**LISTED RECORDS:**

^^^^

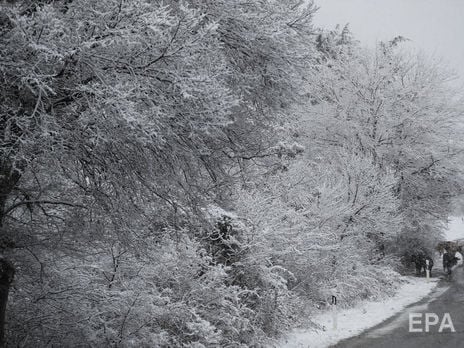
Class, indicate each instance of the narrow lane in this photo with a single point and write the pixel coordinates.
(394, 332)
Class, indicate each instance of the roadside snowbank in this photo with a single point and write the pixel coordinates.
(353, 321)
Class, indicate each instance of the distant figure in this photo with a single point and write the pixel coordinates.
(420, 260)
(449, 260)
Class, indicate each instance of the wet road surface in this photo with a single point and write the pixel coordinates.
(448, 297)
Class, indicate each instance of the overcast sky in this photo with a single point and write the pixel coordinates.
(433, 26)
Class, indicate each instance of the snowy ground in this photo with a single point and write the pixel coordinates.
(351, 322)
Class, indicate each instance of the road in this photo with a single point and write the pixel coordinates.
(448, 297)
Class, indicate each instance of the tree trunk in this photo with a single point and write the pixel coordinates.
(8, 180)
(6, 277)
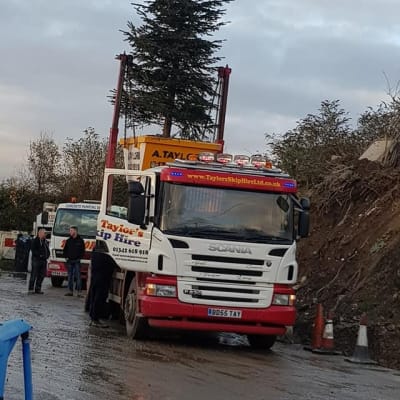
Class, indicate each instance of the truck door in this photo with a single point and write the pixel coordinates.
(125, 219)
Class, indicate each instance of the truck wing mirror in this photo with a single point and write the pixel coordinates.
(305, 203)
(304, 223)
(44, 218)
(136, 204)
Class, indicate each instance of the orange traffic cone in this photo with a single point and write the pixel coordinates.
(328, 342)
(361, 354)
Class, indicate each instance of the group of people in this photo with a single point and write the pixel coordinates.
(101, 270)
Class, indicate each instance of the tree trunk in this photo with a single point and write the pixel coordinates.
(167, 127)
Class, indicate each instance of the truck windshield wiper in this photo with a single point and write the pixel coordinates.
(199, 231)
(217, 232)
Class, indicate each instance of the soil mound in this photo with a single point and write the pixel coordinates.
(351, 261)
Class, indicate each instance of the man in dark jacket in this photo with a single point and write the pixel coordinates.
(40, 254)
(101, 267)
(74, 251)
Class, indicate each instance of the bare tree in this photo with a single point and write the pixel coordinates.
(84, 166)
(43, 162)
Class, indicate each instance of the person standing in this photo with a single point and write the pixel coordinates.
(40, 254)
(74, 251)
(102, 267)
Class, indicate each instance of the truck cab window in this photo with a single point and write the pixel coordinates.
(118, 206)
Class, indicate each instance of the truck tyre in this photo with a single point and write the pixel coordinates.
(136, 325)
(261, 341)
(57, 281)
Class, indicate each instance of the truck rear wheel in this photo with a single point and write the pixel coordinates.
(261, 341)
(136, 325)
(57, 281)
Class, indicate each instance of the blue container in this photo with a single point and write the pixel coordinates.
(10, 331)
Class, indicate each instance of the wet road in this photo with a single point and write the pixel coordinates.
(72, 361)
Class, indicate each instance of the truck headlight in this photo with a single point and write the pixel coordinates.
(153, 289)
(284, 299)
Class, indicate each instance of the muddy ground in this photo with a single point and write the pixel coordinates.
(72, 361)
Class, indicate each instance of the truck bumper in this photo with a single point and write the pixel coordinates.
(171, 313)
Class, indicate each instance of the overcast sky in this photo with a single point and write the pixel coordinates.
(57, 65)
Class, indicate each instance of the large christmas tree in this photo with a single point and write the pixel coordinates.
(173, 76)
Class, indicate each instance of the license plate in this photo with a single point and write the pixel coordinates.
(222, 312)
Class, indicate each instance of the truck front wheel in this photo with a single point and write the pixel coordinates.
(136, 325)
(57, 281)
(261, 341)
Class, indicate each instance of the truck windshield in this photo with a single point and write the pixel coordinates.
(84, 220)
(226, 214)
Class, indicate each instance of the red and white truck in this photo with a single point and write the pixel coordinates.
(208, 242)
(205, 245)
(84, 217)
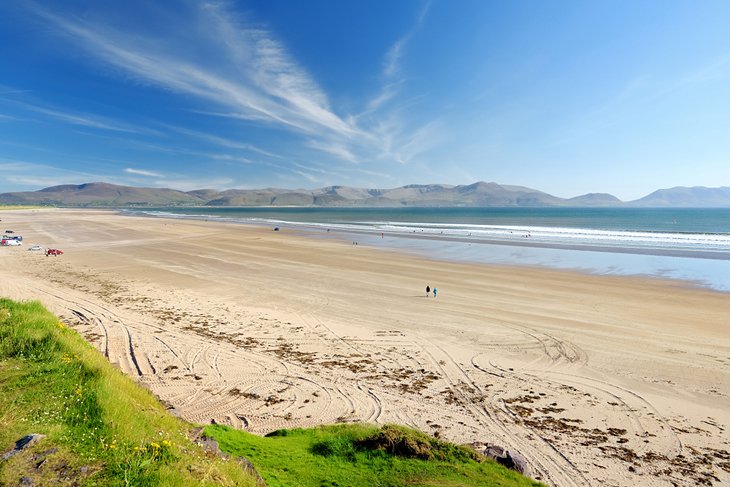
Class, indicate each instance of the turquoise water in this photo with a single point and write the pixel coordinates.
(685, 244)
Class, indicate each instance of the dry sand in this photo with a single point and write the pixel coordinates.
(597, 380)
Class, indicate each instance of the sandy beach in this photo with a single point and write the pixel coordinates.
(596, 380)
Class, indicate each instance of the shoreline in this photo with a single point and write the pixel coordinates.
(583, 259)
(583, 374)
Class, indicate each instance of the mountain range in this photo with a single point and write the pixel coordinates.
(479, 194)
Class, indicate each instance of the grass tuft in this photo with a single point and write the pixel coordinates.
(100, 427)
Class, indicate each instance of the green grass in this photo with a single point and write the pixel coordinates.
(101, 428)
(362, 455)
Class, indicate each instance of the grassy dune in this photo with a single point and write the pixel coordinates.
(363, 455)
(103, 429)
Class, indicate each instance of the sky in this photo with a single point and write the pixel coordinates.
(567, 97)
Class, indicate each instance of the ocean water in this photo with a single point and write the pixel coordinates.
(691, 245)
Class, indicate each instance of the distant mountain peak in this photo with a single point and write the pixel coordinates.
(479, 194)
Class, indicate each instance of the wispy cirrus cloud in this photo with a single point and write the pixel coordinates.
(232, 68)
(254, 77)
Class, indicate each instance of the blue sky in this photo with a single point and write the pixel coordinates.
(566, 97)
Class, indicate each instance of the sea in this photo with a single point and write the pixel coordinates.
(689, 245)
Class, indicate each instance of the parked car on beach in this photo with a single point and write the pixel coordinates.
(10, 242)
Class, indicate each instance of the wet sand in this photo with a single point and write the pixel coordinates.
(596, 380)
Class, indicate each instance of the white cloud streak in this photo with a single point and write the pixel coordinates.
(244, 73)
(142, 172)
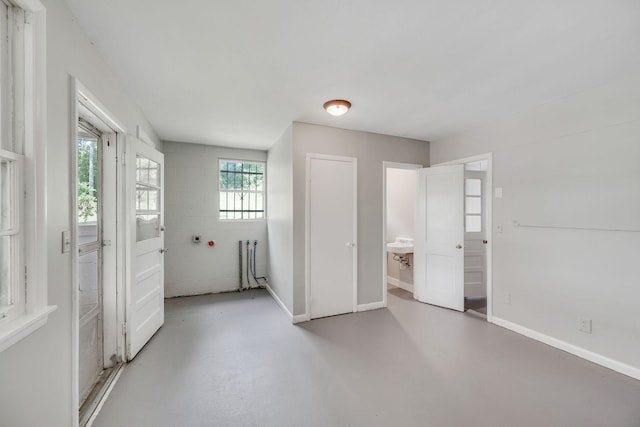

^^^^

**WHAT NEEDS TO BE DONE:** Starting at the line containing "Class, indicate each instance of the sea" and ending at the end of the listing, copy the lines again with "wet sand" swapped for "damp sand" and nothing else altered, omitting the pictures.

**ANSWER TO THIS EXERCISE:**
Class, indicate each instance of the sea in this photo with a single point and write the pixel coordinates.
(689, 245)
Class, indicate each instance of the parked car on beach in this photo with a single point and write the pixel coordinates.
(10, 242)
Class, indicate each instance of the damp sand in this photo with a single point and write the pixel coordinates.
(596, 380)
Class, indicate each instance of the white cloud streak in this photo with a single point and write the pixel coordinates.
(244, 73)
(142, 172)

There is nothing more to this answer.